## SOURCE EXCERPT

The s6-dns-hosts-compile program

s6-dns-hosts-compile compiles the system's /etc/hosts file into a CDB file for more efficient later use by s6-dns programs that may use the data contained in the hosts file.

Interface

     s6-dns-hosts-compile [ -i ifile ] [ -o ofile ]
  • s6-dns-hosts-compile reads the /etc/hosts file, which must follow the traditional hosts format.
  • It outputs a CDB database in the /etc/hosts.cdb file.
  • It exits 0.

Options

  • -i ifile : read from ifile instead of /etc/hosts.
  • -o ofile : write to ofile instead of /etc/hosts.cdb.

Notes

  • The /etc/hosts file is an old way of specifying IP from/to domain name correspondences. It's convenient in a pinch when a user needs to locally override DNS data - for instance, to redirect common advertising sites to 127.0.0.1 - but it does not map exactly to the DNS view of domain names.
  • Due to this, and to its line-by-line text syntax, lookups using this file are terribly inefficient and rely on approximate qualification heuristics.
  • To avoid that, s6-dns tools prefer having the /etc/hosts data in a format that's both more DNS-like and more efficient; the file output by s6-dns-hosts-compile is the result.
  • When asked to take /etc/hosts data into account, s6-dns tools will first look for a /etc/hosts.cdb file and use the data from it. If absent, they will read the /etc/hosts file and compile its contents into a temporary cdb file under /tmp (which they immediately unlink), and use that cdb to query hosts data.
  • As a consequence, lookups are always efficient, but there's an initial compilation step. Using s6-dns-hosts-compile to produce a /etc/hosts.cdb file in advance saves the cost of that compilation step in subsequent invocations of s6-dns tools.

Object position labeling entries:

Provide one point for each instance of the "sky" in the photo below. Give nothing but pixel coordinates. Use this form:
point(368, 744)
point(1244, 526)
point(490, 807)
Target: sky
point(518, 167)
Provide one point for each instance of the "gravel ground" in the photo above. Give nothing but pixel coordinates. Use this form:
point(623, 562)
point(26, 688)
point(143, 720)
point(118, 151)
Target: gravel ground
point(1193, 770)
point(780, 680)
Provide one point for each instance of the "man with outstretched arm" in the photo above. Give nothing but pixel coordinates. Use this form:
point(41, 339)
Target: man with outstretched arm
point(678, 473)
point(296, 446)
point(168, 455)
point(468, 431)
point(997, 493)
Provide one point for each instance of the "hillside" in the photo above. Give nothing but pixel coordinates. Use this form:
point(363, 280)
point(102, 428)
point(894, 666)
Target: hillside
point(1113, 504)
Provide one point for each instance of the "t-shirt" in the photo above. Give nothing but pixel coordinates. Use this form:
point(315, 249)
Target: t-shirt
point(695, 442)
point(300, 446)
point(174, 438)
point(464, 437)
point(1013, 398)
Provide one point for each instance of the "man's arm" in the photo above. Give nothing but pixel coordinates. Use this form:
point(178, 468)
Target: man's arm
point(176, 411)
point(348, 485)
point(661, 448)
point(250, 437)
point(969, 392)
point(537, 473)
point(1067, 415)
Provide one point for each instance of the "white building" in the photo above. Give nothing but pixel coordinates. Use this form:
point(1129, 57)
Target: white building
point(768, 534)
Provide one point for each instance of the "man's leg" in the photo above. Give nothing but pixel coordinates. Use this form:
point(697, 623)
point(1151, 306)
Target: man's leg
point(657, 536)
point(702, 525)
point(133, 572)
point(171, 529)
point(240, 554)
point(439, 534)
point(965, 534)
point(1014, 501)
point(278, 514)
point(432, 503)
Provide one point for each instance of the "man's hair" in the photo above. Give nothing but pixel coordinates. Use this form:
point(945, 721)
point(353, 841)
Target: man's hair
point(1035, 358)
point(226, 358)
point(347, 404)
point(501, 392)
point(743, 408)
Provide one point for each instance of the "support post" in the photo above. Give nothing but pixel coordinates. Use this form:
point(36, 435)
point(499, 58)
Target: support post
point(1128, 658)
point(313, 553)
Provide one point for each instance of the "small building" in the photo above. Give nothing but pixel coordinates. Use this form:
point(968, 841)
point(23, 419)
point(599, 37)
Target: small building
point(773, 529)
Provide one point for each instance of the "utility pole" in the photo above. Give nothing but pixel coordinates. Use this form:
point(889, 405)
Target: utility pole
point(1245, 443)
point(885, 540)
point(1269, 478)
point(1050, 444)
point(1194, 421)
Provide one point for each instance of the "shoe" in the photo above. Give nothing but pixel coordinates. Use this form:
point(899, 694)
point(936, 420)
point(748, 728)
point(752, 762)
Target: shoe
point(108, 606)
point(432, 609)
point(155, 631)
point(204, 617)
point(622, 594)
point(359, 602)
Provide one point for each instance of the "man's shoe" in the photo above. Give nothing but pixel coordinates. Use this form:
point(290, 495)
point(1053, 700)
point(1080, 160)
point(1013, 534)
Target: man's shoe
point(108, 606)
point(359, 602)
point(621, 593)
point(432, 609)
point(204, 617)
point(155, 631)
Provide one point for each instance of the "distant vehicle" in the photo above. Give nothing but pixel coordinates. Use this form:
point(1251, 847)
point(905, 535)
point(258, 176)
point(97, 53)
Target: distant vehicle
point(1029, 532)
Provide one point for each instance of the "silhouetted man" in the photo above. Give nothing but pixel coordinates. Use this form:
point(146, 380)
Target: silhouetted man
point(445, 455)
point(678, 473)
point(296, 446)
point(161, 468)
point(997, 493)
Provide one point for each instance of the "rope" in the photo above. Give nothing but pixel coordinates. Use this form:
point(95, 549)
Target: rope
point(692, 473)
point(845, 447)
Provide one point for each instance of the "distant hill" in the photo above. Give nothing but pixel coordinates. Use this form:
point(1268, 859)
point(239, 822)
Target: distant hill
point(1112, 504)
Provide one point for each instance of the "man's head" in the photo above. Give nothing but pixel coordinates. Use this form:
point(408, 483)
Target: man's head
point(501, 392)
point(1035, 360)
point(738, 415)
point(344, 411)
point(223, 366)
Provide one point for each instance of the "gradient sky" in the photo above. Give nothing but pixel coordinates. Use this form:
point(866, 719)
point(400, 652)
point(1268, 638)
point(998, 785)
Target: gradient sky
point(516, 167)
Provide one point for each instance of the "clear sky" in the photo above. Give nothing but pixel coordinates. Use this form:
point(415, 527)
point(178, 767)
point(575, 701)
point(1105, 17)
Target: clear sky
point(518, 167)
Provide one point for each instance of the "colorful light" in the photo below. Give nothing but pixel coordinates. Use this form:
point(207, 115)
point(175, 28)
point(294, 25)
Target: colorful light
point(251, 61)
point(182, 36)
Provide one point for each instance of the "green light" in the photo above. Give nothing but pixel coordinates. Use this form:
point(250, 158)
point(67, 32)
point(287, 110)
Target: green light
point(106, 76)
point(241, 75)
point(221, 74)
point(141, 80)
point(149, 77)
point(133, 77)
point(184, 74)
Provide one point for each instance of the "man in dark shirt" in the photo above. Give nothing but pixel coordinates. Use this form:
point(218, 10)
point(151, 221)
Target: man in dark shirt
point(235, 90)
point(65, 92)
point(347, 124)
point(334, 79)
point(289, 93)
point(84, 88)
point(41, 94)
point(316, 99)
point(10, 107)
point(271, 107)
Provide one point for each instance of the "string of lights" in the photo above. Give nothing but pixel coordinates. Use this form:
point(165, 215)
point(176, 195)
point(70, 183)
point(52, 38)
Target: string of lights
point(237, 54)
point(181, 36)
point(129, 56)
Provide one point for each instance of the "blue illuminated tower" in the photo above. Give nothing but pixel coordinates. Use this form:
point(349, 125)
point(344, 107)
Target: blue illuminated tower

## TASKS AND EXERCISES
[A] From the s6-dns-hosts-compile documentation, output the passage from "s6-dns-hosts-compile compiles the" to "instead of /etc/hosts.cdb.".
[B] Answer these questions using the s6-dns-hosts-compile documentation:
(i) Which file does the program write its CDB database to by default?
(ii) What does the -i option do?
(iii) Where do s6-dns tools create a temporary cdb file when /etc/hosts.cdb is absent?
The entries can be left aside; nothing here depends on them.

## EXERCISE SOLUTIONS
[A]
s6-dns-hosts-compile compiles the system's /etc/hosts file into a CDB file for more efficient later use by s6-dns programs that may use the data contained in the hosts file.

Interface

     s6-dns-hosts-compile [ -i ifile ] [ -o ofile ]
  • s6-dns-hosts-compile reads the /etc/hosts file, which must follow the traditional hosts format.
  • It outputs a CDB database in the /etc/hosts.cdb file.
  • It exits 0.

Options

  • -i ifile : read from ifile instead of /etc/hosts.
  • -o ofile : write to ofile instead of /etc/hosts.cdb.

[B]
(i) /etc/hosts.cdb
(ii) It makes the program read from ifile instead of /etc/hosts.
(iii) Under /tmp